* **Dokument**:
%%

Eine Arbeitshilfe ist keine unfehlbare lehramtliche Festlegung eines Dogmas, sondern Ausgangspunkt für eine theologische Weiterarbeit am Thema. Statt sich zu empören und aufzuregen, täte es gut, die Arbeitshilfe aufmerksam zu lesen und dann weiter zu diskutieren.
Eine „strategische Islammission” lehnt die Arbeitshilfe ab, wesentlich ist jedoch, dass sie den Missionsbegriff neu auslegt. Wenn es um differenzierte Begrifflichkeit geht, muss man genau definieren, was genau mit Mission gemeint ist und was nicht. Mein Gegenüber darf nicht zum Objekt meines Missionsbegehrens werden, sondern gerne gebe ich auf Augenhöhe Auskunft über meinen Glauben. „Wir wollen so leben, dass andere neugierig werden auf unseren Glauben”, überschreibt die zuständige Oberkirchenrätin Barbara Rudolph den Blogpost, in welchem sie die Arbeitshilfe erläutert.
Die Überschrift „Missionsexperte im Rheinland kritisiert seine Kirche” bei Idea bringt natürlich mehr Klicks und auf Facebook mehr Likes und Kommentare, als die Überschrift „Wir wollen so leben, dass andere neugierig werden auf unseren Glauben”. Es scheint, als wollen manche Medien lieber Stimmung machen als zur Information und sachlichen Diskussion beitragen.
Erschreckend und bedenklich finde ich jedoch, dass sich Menschen, denen nach eigenem Bekunden der christliche Glaube wichtig ist, und die der rheinischen Kirche vorwerfen, Grundlagen des Glaubens aufgegeben zu haben, selber in der Art und Weise, wie sie über andere sprechen, christliche Nächstenliebe vergessen und eine Nähe zu rechtem Gedankengut offenlegen.

%%

* **Aufgaben**:
A) Welche Form der Mission lehnt die Arbeitshilfe laut dem Dokument über die Arbeitshilfe zur Mission ab?
B) Bitte schreib das Dokument über die Arbeitshilfe zur Mission nach seinem letzten Satz weiter.
Die anschließenden Einträge sind eigenständiges Material und gehören nicht zum Dokument.

* **Gespeicherte Einträge**:

%%

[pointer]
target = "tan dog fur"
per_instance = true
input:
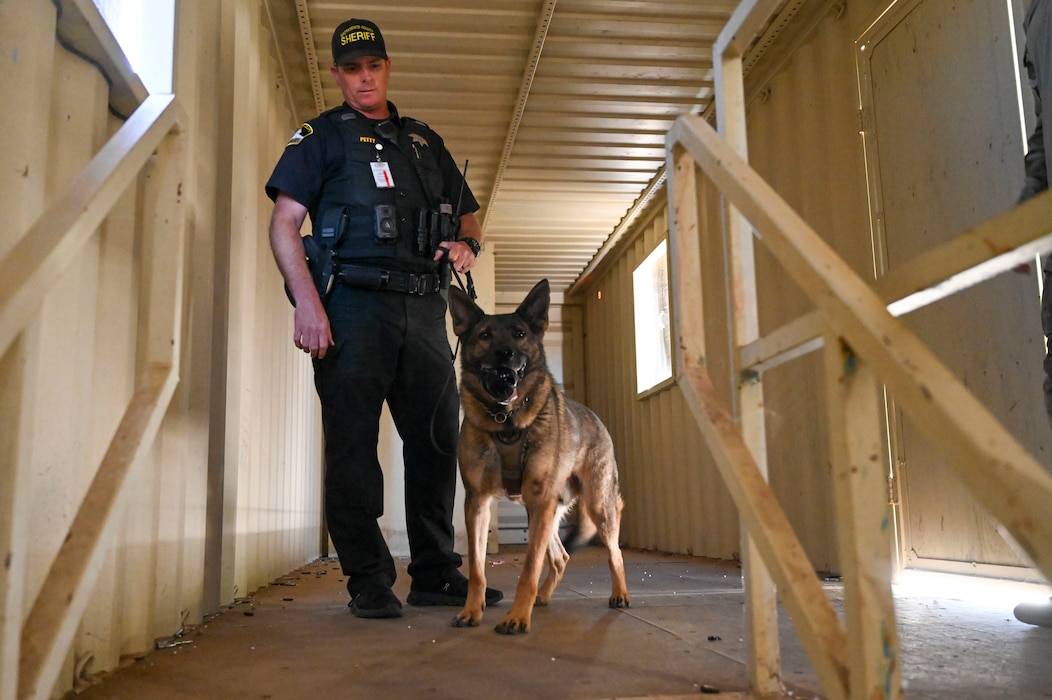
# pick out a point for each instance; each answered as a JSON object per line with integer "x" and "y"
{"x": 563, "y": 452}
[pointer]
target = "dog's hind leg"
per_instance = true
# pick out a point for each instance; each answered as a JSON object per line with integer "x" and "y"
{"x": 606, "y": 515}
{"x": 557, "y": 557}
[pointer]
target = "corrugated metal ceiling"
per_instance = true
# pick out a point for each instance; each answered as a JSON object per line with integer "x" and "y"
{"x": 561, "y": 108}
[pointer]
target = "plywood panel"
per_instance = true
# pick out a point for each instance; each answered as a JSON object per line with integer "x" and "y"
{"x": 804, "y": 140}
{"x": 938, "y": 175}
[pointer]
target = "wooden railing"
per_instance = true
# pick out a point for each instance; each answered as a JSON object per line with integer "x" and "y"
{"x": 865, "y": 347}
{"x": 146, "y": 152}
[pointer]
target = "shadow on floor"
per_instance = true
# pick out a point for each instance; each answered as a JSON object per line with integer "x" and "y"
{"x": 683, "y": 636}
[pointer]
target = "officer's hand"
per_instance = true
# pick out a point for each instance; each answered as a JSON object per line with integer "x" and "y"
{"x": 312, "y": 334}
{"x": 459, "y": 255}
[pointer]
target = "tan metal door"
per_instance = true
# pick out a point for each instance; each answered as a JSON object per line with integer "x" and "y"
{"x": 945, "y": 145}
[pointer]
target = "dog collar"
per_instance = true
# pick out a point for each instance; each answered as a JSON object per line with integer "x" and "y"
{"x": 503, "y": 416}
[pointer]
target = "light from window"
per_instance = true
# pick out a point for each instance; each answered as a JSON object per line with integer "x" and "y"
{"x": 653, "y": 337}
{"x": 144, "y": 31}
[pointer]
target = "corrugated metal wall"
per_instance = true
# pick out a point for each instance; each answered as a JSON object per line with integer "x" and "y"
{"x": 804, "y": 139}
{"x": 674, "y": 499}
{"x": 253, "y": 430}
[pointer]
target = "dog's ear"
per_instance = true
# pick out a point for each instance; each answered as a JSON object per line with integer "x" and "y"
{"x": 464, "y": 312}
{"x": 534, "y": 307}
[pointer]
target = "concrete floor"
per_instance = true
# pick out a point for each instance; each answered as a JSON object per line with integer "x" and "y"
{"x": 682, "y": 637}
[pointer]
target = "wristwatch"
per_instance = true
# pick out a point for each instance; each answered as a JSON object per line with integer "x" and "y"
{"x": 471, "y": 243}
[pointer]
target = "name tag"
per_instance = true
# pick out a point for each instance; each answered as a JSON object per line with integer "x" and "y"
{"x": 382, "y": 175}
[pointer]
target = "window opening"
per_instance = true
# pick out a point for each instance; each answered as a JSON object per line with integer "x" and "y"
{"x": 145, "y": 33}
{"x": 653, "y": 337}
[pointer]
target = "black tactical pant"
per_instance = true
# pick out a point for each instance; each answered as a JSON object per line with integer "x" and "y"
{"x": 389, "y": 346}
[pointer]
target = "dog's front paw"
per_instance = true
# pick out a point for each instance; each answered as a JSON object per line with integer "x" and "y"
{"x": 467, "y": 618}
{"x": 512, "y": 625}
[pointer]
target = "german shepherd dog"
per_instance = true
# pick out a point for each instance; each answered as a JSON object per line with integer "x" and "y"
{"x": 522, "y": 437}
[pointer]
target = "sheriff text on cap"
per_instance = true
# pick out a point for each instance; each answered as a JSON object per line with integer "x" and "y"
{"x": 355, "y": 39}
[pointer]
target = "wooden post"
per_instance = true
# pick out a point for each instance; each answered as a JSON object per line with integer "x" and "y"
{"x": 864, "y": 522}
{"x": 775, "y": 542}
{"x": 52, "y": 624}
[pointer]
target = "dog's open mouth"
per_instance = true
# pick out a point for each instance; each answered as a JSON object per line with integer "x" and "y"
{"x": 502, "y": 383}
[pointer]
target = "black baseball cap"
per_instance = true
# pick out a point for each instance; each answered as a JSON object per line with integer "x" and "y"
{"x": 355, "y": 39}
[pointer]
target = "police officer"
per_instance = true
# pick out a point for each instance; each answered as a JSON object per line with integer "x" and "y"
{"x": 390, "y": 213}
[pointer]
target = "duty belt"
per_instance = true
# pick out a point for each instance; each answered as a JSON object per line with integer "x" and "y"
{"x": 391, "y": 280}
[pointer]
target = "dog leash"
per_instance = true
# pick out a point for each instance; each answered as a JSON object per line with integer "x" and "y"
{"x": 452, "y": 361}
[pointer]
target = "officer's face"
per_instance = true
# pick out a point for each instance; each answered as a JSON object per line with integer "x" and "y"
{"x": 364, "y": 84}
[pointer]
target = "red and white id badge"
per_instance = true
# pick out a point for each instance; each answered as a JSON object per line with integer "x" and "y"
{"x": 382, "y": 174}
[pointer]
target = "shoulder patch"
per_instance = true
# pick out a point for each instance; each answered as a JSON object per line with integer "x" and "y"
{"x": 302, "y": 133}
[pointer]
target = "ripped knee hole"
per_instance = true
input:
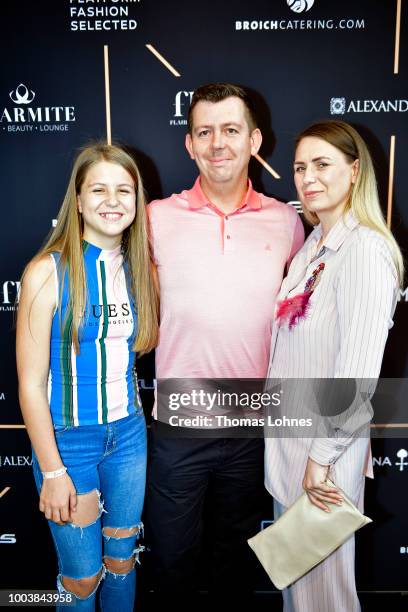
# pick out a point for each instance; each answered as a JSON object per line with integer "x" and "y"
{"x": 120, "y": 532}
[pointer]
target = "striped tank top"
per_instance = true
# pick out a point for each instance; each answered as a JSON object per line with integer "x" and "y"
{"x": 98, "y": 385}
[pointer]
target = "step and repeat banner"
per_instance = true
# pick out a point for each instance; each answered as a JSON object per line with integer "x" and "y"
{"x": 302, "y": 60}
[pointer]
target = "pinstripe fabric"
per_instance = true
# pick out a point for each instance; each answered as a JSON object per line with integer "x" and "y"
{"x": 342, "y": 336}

%%

* **Lösungen**:
A) Eine „strategische Islammission“.

B)
So schreibt beispielsweise ein H.P. zu besagtem Post auf der Idea-Facebook-Page::
Jetzt kommen die schon zu uns und wir sollen uns unseres Glaubens schämen? Also wenn unser Glaube im eigenen Land nichts mehr zählt, dann zeigt mir das deutlich worauf wir zusteuern.
Auf seinem eigenem Profil schreibt er weiter:
So kann und darf das nicht weitergehen. Wir brauchen dringend die „Alternative für Deutschland“ !
Auf der Idea-Facebook-Page lassen sich bei anderen Post weitaus schlimmere Kommentare finden, die den Islam als Religion und Moslems als Menschen abwerten. Wie kann man so zum christlichen Glauben einladen wollen?
Der rheinischen Kirche wird ferner die Aufgabe des Schriftprinzips unterstellt:
Das passiert, wenn wir den reformatorischen Grundsatz „sola scriptura“ aufgeben. Aufgrund einer naiven „Wissenschaftsgläubigkeit“ – oder auch einfach nur, weil uns Gottes Wort nicht passt. Dort war es einst die Berufung der Jünger, der Christen, anderen die frohe Botschaft von Jesus zu verkünden und sie zu Jüngern zu machen.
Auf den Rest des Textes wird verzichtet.